___ PROVIDED RECORDS

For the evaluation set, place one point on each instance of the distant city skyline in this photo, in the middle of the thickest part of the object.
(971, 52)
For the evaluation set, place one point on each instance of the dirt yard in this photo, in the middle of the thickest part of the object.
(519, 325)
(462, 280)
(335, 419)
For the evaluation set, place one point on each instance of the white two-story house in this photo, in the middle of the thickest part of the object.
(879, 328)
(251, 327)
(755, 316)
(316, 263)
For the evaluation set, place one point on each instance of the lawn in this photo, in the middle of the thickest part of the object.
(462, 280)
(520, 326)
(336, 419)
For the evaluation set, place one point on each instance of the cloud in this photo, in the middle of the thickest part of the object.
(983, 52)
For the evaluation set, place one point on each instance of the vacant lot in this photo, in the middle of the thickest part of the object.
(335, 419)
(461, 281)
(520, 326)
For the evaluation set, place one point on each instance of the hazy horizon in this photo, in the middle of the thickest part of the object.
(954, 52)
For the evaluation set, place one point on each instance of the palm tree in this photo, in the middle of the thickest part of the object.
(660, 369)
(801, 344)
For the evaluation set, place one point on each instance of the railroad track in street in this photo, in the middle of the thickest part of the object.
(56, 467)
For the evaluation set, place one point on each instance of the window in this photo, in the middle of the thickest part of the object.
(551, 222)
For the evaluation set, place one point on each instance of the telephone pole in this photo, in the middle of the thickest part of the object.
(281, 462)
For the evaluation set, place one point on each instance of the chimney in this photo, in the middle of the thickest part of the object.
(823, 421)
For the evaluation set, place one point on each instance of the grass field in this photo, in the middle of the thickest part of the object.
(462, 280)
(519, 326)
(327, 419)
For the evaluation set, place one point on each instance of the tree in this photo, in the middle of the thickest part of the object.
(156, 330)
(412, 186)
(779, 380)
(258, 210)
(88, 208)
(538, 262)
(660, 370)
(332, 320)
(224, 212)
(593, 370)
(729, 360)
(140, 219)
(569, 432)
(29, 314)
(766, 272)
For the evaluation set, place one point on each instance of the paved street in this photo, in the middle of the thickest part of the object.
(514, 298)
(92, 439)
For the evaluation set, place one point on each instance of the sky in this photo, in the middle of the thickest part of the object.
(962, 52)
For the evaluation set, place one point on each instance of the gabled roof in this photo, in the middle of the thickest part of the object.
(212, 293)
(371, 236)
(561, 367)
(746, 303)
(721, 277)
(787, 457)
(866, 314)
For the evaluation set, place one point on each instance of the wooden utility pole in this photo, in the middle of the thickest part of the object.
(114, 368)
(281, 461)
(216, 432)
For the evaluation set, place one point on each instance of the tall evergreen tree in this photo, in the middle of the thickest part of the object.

______

◆ STATED PROBLEM
Reproduce the data in its entirety, matching each character.

◆ WRITTEN ANSWER
For the evaluation set, place one point on each instance of the distant city skyline in this photo, in the middle of the thickest part of the object.
(971, 52)
For the evaluation set, place one point on each instance of the dirt yard in this photo, in the middle of the thickest part of the object.
(519, 325)
(462, 280)
(335, 419)
For the evaluation set, place one point on each instance of the white two-story house in this photo, in the middle of the thickest part of the object.
(879, 328)
(251, 327)
(755, 316)
(316, 263)
For the evaluation set, place one point on each instance of the lawn in this photo, in the middle of the thickest part of the object.
(462, 280)
(520, 326)
(336, 419)
For the evaluation set, place one point on each instance of the cloud in this photo, in the middle of the thickest part of the object.
(983, 52)
For the evaluation set, place one point on each instance of the vacant lot in this photo, in the middle of the thickest part of the object.
(335, 419)
(461, 281)
(520, 326)
For the evaluation set, place one point on each instance of the hazy horizon in this photo, in the middle of the thickest part of the object.
(954, 52)
For the evaluation set, place one point on each instance of the palm tree in this photo, in the middle of the thickest part of the object.
(660, 369)
(801, 344)
For the evaluation set, place one point on each instance of the railroad track in street in this photo, in the middle of the thickest part of the object.
(56, 467)
For the evaluation set, place one point on each instance of the window in this photo, in the middle of the thickest part of the object.
(551, 222)
For the evaluation set, place one point on each instance of the telephone pole in this photo, in the middle of the thickest part of the object.
(281, 462)
For the evaluation set, place one point on each instance of the chimney in this photo, in the middle of the thickest part of the object.
(823, 421)
For the evaluation set, place one point on each instance of the grass field in this photo, in the middle of the thickest part of the object.
(462, 280)
(519, 326)
(327, 419)
For the evaluation set, place one point on each instance of the tree in this photo, in the middle of the thickest part of the object.
(156, 330)
(412, 186)
(779, 380)
(258, 210)
(88, 208)
(538, 262)
(660, 370)
(332, 320)
(224, 212)
(593, 370)
(729, 360)
(140, 219)
(569, 432)
(29, 314)
(766, 272)
For the evaluation set, place one point on each instance of the paved street in this photo, in the middle of the thickest part of the object.
(514, 298)
(92, 439)
For the evaluation set, place one point on each instance of the sky in this photo, in the middle of the thickest part of the object.
(962, 52)
For the evaluation set, place one point on each instance of the gabled roof in this photo, in the middle of the thickest part of the object.
(212, 293)
(371, 236)
(561, 367)
(746, 303)
(721, 277)
(787, 457)
(866, 314)
For the evaluation set, place one point on each instance of the wooden utility pole in this photo, in the middle of the thickest part of the object.
(114, 368)
(281, 461)
(216, 432)
For the evaluation set, place one point on each instance of the tall evergreen tree in this photo, in the middle of the thickest part of the object.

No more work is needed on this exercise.